DO THIS =>
What is needed is the run of lines from the one with "sample: [53, 33]." through the close of the data, set down exactly.

* * * * * * * * *

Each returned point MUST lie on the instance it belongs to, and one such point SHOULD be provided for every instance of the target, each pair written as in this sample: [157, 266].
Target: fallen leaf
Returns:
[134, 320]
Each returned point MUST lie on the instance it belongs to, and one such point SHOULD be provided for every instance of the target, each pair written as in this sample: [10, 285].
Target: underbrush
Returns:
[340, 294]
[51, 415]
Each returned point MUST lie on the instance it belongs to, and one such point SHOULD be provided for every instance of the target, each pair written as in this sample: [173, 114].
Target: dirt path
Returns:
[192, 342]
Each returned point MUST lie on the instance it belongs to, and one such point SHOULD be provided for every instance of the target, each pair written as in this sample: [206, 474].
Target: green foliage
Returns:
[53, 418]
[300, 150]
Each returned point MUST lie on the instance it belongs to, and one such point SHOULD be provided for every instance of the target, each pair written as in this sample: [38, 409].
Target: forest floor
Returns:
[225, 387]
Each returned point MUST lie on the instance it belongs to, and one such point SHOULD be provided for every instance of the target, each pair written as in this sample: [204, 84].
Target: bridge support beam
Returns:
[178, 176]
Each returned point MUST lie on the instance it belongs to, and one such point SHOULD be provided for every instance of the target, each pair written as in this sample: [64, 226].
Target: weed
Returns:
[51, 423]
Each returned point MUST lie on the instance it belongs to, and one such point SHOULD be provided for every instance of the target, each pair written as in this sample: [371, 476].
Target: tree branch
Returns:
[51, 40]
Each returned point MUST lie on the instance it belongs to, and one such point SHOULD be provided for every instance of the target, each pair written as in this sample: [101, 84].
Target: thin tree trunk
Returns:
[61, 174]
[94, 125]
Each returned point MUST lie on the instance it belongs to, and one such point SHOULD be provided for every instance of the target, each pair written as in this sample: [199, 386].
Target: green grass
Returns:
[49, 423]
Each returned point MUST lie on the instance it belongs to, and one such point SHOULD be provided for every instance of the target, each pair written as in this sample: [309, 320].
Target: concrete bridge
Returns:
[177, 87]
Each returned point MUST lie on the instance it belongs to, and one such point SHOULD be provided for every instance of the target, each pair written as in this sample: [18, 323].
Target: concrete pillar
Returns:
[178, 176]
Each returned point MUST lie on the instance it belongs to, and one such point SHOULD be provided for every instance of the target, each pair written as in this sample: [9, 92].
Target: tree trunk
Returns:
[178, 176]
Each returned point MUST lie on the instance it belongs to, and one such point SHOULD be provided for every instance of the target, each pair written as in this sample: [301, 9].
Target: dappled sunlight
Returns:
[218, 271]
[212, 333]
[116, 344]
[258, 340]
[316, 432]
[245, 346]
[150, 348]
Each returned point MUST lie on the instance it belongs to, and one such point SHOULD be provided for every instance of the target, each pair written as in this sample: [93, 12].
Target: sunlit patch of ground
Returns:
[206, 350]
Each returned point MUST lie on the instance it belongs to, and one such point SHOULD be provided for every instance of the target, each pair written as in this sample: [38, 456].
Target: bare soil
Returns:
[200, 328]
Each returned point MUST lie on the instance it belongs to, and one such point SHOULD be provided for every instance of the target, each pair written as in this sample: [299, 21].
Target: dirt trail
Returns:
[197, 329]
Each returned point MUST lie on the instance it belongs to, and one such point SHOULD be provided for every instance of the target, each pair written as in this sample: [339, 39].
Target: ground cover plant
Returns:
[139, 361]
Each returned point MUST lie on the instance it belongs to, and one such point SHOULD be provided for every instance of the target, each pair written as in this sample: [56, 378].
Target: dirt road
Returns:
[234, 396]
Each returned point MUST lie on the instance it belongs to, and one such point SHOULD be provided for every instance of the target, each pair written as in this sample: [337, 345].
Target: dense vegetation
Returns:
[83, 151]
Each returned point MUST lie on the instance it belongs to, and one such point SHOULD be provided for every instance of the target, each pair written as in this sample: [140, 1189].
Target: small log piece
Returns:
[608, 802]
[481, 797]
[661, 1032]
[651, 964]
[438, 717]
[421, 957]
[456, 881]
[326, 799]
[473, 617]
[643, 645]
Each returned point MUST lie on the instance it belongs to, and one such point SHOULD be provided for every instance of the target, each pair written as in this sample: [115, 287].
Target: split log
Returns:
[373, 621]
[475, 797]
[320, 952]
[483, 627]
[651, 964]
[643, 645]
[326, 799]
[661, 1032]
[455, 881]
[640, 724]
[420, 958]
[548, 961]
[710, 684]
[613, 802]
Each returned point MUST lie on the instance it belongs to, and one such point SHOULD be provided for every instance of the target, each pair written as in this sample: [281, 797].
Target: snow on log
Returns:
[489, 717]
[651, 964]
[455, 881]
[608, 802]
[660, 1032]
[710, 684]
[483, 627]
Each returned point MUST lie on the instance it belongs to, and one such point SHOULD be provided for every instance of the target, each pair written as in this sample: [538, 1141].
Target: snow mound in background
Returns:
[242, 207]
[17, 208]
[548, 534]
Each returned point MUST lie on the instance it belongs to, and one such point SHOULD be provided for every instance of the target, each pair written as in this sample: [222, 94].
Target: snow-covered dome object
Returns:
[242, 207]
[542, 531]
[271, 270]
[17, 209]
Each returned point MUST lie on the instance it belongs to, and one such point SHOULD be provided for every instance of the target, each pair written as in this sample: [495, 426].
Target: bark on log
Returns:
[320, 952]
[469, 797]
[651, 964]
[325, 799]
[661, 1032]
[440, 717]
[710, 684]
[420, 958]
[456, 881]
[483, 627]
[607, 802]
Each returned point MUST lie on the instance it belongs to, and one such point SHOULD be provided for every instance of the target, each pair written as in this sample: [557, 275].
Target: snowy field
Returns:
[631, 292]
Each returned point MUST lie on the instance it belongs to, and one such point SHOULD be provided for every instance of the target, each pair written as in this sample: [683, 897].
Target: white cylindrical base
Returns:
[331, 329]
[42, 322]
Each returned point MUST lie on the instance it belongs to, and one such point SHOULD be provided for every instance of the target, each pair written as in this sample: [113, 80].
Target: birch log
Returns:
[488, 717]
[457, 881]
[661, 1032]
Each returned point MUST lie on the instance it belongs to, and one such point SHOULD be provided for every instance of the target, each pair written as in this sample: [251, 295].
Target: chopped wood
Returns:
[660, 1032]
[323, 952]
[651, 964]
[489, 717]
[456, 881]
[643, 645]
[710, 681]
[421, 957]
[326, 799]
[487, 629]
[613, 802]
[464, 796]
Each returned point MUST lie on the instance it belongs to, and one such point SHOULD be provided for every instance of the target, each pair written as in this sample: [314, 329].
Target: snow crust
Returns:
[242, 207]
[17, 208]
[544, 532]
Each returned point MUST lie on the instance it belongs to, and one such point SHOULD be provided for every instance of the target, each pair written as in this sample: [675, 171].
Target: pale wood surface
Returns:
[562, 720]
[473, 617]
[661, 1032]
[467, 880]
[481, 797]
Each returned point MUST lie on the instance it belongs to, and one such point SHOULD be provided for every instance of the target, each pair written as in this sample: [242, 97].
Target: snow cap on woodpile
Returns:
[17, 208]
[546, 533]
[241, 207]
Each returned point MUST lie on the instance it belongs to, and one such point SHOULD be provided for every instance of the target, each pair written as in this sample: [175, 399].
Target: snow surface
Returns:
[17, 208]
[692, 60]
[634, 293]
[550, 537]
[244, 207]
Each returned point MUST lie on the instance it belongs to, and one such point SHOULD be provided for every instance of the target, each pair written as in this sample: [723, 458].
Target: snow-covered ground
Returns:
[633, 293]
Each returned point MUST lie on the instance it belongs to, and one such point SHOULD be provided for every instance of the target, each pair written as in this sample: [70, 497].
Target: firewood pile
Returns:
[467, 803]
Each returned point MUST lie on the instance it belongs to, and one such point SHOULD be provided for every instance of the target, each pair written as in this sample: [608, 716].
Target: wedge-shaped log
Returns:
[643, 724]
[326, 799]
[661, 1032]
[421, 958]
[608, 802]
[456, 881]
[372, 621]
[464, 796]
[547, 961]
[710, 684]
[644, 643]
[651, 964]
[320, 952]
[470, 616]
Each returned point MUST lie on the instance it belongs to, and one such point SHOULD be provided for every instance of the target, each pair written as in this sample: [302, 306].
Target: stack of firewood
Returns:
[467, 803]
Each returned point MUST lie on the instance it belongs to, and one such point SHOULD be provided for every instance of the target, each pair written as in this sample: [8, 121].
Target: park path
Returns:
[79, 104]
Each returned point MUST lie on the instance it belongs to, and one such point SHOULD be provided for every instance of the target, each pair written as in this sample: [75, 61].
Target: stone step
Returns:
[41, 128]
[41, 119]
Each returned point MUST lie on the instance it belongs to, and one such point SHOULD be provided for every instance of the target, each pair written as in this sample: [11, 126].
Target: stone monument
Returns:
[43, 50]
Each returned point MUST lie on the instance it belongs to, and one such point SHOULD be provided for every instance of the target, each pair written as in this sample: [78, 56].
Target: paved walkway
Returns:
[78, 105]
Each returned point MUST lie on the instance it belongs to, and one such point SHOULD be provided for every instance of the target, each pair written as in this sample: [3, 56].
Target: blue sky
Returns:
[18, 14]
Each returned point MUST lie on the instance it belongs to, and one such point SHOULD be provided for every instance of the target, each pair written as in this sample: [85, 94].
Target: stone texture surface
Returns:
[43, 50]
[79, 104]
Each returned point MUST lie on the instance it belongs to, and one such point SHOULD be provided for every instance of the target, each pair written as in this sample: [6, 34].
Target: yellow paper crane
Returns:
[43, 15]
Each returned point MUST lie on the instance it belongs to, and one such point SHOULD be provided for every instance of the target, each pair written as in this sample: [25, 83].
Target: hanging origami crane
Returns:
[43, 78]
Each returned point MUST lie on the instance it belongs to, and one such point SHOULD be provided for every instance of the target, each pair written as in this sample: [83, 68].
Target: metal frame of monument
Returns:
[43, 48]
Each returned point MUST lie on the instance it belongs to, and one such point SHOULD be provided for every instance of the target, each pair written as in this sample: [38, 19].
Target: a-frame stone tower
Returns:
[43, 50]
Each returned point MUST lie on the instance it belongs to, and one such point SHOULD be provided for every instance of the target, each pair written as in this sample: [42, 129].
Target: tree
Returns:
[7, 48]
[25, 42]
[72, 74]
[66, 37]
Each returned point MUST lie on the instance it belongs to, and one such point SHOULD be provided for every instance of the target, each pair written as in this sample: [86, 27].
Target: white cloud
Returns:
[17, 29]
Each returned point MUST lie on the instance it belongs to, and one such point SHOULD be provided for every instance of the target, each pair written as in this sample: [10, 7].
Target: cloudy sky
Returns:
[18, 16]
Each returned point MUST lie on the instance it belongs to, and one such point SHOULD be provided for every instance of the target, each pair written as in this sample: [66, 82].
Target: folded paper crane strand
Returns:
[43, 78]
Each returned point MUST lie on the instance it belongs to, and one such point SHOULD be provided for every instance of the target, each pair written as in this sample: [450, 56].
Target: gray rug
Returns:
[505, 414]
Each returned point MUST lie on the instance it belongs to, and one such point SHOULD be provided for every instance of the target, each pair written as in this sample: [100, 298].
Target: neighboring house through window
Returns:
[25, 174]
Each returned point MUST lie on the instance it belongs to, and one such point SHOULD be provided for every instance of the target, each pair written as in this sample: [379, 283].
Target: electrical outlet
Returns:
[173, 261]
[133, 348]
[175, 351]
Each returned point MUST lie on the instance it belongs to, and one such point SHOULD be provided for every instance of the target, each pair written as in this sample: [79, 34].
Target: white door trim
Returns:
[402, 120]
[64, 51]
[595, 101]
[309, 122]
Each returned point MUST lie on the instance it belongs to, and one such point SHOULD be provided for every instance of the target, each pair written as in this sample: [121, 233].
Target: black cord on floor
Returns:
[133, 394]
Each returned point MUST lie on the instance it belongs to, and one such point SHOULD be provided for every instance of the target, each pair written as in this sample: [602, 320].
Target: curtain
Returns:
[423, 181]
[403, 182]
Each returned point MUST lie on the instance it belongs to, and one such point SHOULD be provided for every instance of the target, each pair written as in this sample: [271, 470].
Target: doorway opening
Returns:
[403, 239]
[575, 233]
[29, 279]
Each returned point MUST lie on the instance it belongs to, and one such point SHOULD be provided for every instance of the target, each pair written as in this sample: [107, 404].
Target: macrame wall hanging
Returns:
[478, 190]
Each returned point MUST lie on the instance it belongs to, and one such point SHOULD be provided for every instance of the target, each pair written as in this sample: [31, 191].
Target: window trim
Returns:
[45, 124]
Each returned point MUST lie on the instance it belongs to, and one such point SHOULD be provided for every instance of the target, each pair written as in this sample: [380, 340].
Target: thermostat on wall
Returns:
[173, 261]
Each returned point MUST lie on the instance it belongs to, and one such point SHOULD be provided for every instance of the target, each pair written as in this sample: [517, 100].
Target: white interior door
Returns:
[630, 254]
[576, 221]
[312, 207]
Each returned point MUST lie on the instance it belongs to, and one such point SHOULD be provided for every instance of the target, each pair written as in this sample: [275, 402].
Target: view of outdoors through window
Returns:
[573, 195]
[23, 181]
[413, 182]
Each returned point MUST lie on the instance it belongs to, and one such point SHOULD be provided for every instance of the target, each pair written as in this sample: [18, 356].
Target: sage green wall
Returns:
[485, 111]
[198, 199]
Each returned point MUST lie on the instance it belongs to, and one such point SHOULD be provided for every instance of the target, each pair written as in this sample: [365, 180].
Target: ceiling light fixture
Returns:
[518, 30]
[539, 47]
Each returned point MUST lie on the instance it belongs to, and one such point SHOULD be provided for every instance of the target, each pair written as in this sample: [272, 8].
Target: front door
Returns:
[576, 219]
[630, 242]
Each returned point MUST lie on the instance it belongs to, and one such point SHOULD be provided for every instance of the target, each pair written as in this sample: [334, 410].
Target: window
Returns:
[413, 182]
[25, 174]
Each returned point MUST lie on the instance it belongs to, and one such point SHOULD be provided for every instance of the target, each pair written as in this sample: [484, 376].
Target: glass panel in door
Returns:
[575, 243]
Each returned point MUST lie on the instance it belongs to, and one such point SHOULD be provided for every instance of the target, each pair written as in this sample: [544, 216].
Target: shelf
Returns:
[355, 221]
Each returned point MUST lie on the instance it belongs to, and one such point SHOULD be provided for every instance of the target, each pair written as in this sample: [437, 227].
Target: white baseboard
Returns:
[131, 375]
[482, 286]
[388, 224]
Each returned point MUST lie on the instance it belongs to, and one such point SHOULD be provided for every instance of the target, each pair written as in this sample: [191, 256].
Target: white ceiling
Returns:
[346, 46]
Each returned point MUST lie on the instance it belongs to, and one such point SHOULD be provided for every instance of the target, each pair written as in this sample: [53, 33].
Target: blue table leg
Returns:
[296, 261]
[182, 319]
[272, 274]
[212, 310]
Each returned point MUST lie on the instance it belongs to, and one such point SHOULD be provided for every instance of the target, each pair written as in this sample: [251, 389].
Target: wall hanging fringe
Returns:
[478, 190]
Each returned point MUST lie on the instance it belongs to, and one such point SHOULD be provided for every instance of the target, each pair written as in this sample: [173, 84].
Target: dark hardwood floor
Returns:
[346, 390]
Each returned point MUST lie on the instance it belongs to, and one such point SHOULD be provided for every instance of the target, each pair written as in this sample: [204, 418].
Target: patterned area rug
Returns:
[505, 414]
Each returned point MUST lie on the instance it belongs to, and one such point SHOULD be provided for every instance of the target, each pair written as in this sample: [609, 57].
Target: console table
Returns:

* * * * * * * * *

FINISHED EXERCISE =>
Each returned point MUST lie on the instance it belongs to, and one such point SHOULD be provided for every instance of the target, each pair written as in this sample: [53, 33].
Target: blue table leg
Returns:
[296, 261]
[182, 319]
[272, 274]
[212, 310]
Each returned point MUST lie on the instance it belongs to, and one such point SHOULD be provided for every instance of the target, each pair written as in this sample: [251, 389].
Target: wall hanging fringe
Returns:
[478, 190]
Each returned point MUST lie on the instance it belongs to, and one such point SHOULD be provided for every instance of the target, each pair written as in this sample: [173, 84].
Target: dark hardwood floor
Returns:
[346, 390]
Each returned point MUST lie on the instance it belongs to, and one such point SHOULD be provided for every instance of the target, each pair written as in this sample: [204, 418].
Target: patterned area rug
Returns:
[505, 414]
Each returned point MUST lie on the instance it belongs to, and one such point SHOULD be provided for every instance of the target, each pair written as in this sample: [609, 57].
Target: console table
Returns:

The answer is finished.